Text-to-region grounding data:

[Start of section]

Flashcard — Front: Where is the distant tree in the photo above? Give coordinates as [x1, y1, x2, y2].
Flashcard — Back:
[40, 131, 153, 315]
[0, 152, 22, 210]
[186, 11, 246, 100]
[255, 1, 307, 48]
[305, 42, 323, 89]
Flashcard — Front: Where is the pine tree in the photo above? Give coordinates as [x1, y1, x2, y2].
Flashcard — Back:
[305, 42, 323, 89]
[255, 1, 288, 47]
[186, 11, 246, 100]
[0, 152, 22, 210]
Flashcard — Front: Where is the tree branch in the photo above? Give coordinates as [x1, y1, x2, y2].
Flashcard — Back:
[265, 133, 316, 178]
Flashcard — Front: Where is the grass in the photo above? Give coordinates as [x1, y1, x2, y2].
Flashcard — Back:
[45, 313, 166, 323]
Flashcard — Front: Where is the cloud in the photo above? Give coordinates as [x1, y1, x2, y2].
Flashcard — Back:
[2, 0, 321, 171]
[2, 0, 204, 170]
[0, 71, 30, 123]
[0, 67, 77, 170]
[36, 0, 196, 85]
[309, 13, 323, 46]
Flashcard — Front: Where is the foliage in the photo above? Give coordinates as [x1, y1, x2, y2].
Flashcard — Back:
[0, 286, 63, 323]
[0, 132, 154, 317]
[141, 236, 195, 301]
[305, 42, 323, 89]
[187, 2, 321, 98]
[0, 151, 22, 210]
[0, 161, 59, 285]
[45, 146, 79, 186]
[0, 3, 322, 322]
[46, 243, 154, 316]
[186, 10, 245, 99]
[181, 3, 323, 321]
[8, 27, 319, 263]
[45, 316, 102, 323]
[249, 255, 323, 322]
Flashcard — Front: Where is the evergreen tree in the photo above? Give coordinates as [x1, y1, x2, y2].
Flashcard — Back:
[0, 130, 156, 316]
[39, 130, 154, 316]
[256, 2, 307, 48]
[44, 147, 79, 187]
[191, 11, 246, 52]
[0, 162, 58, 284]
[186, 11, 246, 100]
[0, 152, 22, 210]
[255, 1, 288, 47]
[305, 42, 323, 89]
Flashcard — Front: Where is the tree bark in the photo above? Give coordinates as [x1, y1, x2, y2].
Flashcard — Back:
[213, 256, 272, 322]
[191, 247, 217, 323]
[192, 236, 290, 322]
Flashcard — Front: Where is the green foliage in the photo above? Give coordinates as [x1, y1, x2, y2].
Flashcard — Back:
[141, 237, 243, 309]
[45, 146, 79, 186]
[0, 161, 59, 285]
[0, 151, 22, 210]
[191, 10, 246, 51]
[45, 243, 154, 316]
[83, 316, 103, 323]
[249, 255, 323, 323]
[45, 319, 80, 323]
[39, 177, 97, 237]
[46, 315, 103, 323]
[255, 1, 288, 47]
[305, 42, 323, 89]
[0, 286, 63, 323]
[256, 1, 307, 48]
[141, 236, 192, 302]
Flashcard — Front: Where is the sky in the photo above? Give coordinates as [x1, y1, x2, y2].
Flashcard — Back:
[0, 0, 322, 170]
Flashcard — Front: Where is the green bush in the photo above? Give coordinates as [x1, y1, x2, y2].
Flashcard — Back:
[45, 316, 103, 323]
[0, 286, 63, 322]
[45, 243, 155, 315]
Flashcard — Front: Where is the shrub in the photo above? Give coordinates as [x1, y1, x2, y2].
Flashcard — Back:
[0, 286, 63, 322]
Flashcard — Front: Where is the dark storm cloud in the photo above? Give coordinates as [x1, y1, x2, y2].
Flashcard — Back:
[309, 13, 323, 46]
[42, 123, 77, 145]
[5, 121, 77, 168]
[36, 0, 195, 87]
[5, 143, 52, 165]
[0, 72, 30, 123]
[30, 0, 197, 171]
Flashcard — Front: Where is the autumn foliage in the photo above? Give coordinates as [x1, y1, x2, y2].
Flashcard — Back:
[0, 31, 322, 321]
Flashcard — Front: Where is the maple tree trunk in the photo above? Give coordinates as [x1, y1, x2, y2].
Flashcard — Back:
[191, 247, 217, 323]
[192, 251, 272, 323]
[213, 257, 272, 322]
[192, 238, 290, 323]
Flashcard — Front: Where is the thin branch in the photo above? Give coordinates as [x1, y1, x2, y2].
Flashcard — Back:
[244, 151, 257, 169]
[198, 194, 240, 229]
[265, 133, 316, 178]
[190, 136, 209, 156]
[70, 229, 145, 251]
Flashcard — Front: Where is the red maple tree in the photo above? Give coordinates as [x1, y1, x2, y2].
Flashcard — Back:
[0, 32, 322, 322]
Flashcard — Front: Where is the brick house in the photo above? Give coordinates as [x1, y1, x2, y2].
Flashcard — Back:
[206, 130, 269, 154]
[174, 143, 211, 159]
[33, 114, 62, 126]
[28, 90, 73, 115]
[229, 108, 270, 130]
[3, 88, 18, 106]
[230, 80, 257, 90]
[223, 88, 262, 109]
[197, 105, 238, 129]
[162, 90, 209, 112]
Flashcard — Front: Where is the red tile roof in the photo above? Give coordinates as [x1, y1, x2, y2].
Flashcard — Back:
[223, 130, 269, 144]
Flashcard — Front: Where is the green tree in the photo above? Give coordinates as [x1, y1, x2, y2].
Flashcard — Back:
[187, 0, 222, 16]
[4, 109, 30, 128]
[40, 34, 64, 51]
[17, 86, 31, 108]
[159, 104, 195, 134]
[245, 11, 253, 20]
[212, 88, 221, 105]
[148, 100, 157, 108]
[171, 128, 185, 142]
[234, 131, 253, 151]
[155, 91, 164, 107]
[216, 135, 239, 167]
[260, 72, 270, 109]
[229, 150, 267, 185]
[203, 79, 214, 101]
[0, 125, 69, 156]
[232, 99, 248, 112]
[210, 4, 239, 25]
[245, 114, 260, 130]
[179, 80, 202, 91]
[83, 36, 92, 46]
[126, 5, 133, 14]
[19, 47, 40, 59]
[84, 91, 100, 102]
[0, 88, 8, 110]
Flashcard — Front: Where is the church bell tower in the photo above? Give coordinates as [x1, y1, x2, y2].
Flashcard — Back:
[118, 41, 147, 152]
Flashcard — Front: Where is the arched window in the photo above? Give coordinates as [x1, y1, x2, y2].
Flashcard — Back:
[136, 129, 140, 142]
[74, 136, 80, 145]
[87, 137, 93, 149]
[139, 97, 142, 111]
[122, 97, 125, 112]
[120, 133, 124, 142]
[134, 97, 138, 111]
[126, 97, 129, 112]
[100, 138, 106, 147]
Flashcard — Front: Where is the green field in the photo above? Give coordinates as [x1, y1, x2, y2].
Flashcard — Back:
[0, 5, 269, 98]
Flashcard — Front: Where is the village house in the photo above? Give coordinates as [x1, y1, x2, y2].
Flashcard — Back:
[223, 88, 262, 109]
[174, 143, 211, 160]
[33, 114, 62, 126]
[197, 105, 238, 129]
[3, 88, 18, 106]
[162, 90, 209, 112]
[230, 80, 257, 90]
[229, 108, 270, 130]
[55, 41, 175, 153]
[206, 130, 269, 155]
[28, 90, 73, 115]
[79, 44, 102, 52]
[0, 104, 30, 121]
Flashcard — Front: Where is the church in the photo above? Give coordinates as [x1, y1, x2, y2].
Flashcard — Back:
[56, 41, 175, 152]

[End of section]

* BRIEF
The task calls for all the records above to be repeated exactly.

* SOLUTION
Flashcard — Front: Where is the distant tree in the photo above? Give coordinates as [x1, y1, x2, y2].
Flashcard — Back:
[40, 131, 153, 315]
[0, 152, 22, 210]
[186, 11, 246, 100]
[255, 1, 307, 48]
[305, 42, 323, 89]
Flashcard — Front: Where is the pine tree in the photo above? Give coordinates as [x1, y1, x2, y2].
Flashcard — Back:
[305, 42, 323, 89]
[255, 1, 288, 47]
[186, 11, 246, 100]
[0, 152, 22, 210]
Flashcard — Front: Where is the tree branch in the photo above? Give coordinates as [x1, y1, x2, y2].
Flashcard — Back:
[265, 133, 316, 178]
Flashcard — Front: Where is the grass in the photo above? Give coordinates as [x1, y1, x2, y2].
Flashcard — Back:
[45, 313, 166, 323]
Flashcard — Front: Where is the cloud in the photo above? Give coordinates as [x1, y1, x2, y2].
Flashcard — Back:
[2, 0, 321, 171]
[2, 0, 204, 170]
[0, 71, 30, 123]
[0, 67, 77, 170]
[36, 0, 196, 85]
[309, 13, 323, 46]
Flashcard — Front: Where is the foliage in the photo above? Give coordinates as [x1, y1, x2, y2].
Flashcard — Back:
[0, 286, 63, 323]
[0, 132, 154, 317]
[141, 236, 195, 301]
[305, 42, 323, 89]
[187, 2, 321, 98]
[0, 151, 22, 210]
[0, 161, 59, 285]
[45, 146, 79, 186]
[0, 3, 322, 322]
[46, 243, 154, 316]
[186, 10, 245, 99]
[181, 3, 323, 321]
[8, 27, 319, 263]
[45, 316, 102, 323]
[249, 255, 323, 322]
Flashcard — Front: Where is the evergreen tree in the photo above? Give coordinates as [x1, y1, x2, y2].
Flashcard — Back:
[0, 130, 156, 316]
[39, 130, 154, 316]
[256, 2, 307, 48]
[44, 147, 79, 187]
[191, 11, 246, 52]
[0, 162, 58, 284]
[186, 11, 246, 100]
[0, 152, 22, 210]
[255, 1, 288, 47]
[305, 42, 323, 89]
Flashcard — Front: Where is the tree bark in the photo above? Give coordinates as [x1, y1, x2, y2].
Flashcard — Back:
[213, 256, 272, 322]
[191, 247, 217, 323]
[192, 236, 290, 322]
Flashcard — Front: Where is the green foliage in the photo above? Give coordinates as [x1, y1, x2, y2].
Flashcard — Back:
[141, 237, 243, 309]
[45, 146, 79, 186]
[0, 161, 59, 285]
[0, 151, 22, 210]
[191, 10, 246, 51]
[45, 243, 154, 316]
[83, 316, 103, 323]
[249, 255, 323, 323]
[45, 319, 80, 323]
[39, 177, 97, 237]
[46, 315, 103, 323]
[255, 1, 288, 47]
[305, 42, 323, 89]
[0, 286, 63, 323]
[256, 1, 307, 48]
[141, 236, 192, 302]
Flashcard — Front: Where is the sky in the photo above? Give coordinates as [x1, y1, x2, y2].
Flashcard — Back:
[0, 0, 322, 170]
Flashcard — Front: Where is the green bush in the photo above? Give coordinates as [x1, y1, x2, y2].
Flashcard — Back:
[45, 316, 103, 323]
[0, 286, 63, 322]
[45, 243, 155, 315]
Flashcard — Front: Where is the shrub in the photo above? Give coordinates as [x1, y1, x2, y2].
Flashcard — Back:
[0, 286, 63, 322]
Flashcard — Front: Where is the dark storm cloud in the photo above? Give coordinates as [x1, y1, x2, y2].
Flashcard — Back:
[309, 13, 323, 46]
[42, 123, 77, 145]
[5, 121, 77, 168]
[36, 0, 195, 87]
[5, 143, 52, 165]
[0, 72, 30, 123]
[30, 0, 197, 171]
Flashcard — Front: Where is the autumn foliage in the photo above? Give coordinates as [x1, y1, x2, y2].
Flashcard — Back:
[0, 31, 322, 321]
Flashcard — Front: Where is the maple tree trunk in the photo above? Give coordinates as [x1, y1, x2, y2].
Flashcard — Back:
[191, 247, 217, 323]
[192, 251, 272, 323]
[213, 257, 272, 322]
[192, 238, 290, 323]
Flashcard — Front: Where is the thin branch in the photo above? Give coordinates as [x1, y1, x2, y2].
Flashcard — Back:
[244, 151, 257, 169]
[198, 194, 240, 229]
[265, 133, 316, 178]
[190, 136, 209, 156]
[70, 229, 145, 251]
Flashcard — Front: Where is the red maple tree in the photo above? Give coordinates as [x1, y1, x2, y2].
Flashcard — Back:
[0, 32, 322, 322]
Flashcard — Front: Where is the brick house in the photo above? Give coordinates as [x1, y1, x2, y2].
Flashcard — Back:
[206, 130, 269, 154]
[174, 143, 211, 159]
[33, 114, 62, 126]
[28, 90, 73, 115]
[229, 108, 270, 130]
[3, 88, 18, 106]
[230, 80, 257, 90]
[223, 88, 262, 109]
[197, 105, 238, 129]
[162, 90, 209, 112]
Flashcard — Front: Where is the red tile roof in the photo above? Give coordinates as [x1, y1, x2, y2].
Flashcard — Back:
[223, 130, 269, 144]
Flashcard — Front: Where is the green tree in the photo above? Give coordinates as [x1, y1, x2, y2].
Flashcard — Back:
[187, 0, 222, 16]
[4, 109, 30, 128]
[40, 34, 64, 51]
[17, 86, 31, 108]
[159, 104, 195, 134]
[245, 11, 253, 20]
[212, 88, 221, 105]
[148, 100, 157, 108]
[171, 128, 185, 142]
[234, 131, 253, 151]
[155, 91, 164, 107]
[216, 135, 239, 167]
[260, 72, 270, 109]
[229, 150, 267, 185]
[203, 79, 214, 101]
[0, 125, 69, 156]
[232, 99, 248, 112]
[210, 4, 239, 25]
[245, 114, 260, 130]
[179, 80, 202, 91]
[83, 36, 92, 46]
[126, 5, 133, 14]
[19, 47, 40, 59]
[84, 91, 100, 102]
[0, 88, 8, 110]
Flashcard — Front: Where is the church bell tower in the photo above? Give coordinates as [x1, y1, x2, y2].
Flashcard — Back:
[118, 41, 147, 152]
Flashcard — Front: Where is the arched window in the photo above? Give coordinates as [x1, y1, x2, y2].
Flashcard — Back:
[136, 129, 140, 142]
[74, 136, 80, 145]
[87, 137, 93, 149]
[139, 97, 142, 111]
[122, 97, 125, 112]
[120, 133, 124, 142]
[134, 97, 138, 111]
[126, 97, 129, 112]
[100, 138, 106, 147]
Flashcard — Front: Where is the green field in the photo above? Give coordinates as [x1, y1, x2, y2].
Flashcard — Back:
[0, 5, 269, 98]
Flashcard — Front: Where is the village house in the photo above? Give coordinates as [x1, y1, x2, y2].
Flashcard — Back:
[223, 88, 262, 109]
[174, 143, 211, 160]
[33, 114, 62, 126]
[197, 105, 238, 129]
[3, 88, 18, 106]
[162, 90, 209, 112]
[230, 80, 257, 90]
[229, 108, 270, 130]
[55, 41, 175, 153]
[206, 130, 269, 155]
[28, 90, 73, 115]
[79, 44, 102, 52]
[0, 104, 30, 121]
Flashcard — Front: Where is the church in the photo above? Give coordinates as [x1, y1, x2, y2].
Flashcard — Back:
[56, 41, 175, 152]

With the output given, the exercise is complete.